START RECORDS TO USE

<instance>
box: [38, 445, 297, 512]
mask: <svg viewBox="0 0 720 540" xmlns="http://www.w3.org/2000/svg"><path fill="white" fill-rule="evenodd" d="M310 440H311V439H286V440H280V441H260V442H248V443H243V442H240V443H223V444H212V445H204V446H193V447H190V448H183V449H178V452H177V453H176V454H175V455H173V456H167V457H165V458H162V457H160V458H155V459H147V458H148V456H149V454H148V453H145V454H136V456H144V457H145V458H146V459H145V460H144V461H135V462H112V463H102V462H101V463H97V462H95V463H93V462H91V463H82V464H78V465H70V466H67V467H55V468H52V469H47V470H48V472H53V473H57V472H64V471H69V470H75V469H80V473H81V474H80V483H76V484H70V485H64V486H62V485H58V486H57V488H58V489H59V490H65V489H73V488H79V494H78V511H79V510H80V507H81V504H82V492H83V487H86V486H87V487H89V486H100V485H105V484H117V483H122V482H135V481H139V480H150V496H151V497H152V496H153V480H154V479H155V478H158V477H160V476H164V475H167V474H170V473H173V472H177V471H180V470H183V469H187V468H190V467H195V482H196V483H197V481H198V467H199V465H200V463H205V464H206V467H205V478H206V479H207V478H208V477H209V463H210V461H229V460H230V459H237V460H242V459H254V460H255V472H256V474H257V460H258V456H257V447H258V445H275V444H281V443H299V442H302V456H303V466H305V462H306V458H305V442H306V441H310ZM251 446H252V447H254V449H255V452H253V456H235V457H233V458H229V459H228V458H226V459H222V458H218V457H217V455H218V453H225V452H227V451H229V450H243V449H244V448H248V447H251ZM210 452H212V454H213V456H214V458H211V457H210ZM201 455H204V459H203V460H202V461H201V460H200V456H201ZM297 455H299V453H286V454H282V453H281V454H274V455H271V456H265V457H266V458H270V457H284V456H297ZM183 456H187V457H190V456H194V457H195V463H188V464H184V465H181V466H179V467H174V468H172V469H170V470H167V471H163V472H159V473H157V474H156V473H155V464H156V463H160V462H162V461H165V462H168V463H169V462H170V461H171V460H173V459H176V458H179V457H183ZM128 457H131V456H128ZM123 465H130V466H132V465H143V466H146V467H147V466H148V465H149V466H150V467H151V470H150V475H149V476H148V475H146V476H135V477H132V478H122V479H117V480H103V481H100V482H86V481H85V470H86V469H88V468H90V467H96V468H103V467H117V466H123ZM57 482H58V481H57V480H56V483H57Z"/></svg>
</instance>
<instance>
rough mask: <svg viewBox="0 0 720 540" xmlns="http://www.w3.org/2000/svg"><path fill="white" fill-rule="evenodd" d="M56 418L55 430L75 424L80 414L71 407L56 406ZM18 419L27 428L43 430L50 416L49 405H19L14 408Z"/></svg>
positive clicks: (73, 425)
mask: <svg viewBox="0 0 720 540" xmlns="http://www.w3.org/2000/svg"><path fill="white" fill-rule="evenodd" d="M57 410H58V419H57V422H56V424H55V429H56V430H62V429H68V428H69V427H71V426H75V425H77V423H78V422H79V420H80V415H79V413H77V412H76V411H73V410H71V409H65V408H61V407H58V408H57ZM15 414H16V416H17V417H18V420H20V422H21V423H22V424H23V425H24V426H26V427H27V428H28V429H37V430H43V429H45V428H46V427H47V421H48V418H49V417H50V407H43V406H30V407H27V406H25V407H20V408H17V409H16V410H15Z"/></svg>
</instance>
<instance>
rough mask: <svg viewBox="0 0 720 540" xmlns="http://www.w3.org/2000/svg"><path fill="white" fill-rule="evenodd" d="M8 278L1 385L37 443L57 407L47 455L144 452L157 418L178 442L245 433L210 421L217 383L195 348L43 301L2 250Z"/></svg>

END RECORDS TO USE

» PROBLEM TO SOLVE:
Pull out every line of the listing that contains the string "rough", matching case exactly.

» RESPONSE:
rough mask: <svg viewBox="0 0 720 540" xmlns="http://www.w3.org/2000/svg"><path fill="white" fill-rule="evenodd" d="M56 418L55 430L75 424L80 414L71 407L56 406ZM18 419L27 428L43 430L50 416L49 405H19L14 408Z"/></svg>
rough mask: <svg viewBox="0 0 720 540" xmlns="http://www.w3.org/2000/svg"><path fill="white" fill-rule="evenodd" d="M8 278L1 385L37 443L57 407L47 455L144 452L157 418L178 442L245 433L210 421L217 383L195 348L43 301L2 250Z"/></svg>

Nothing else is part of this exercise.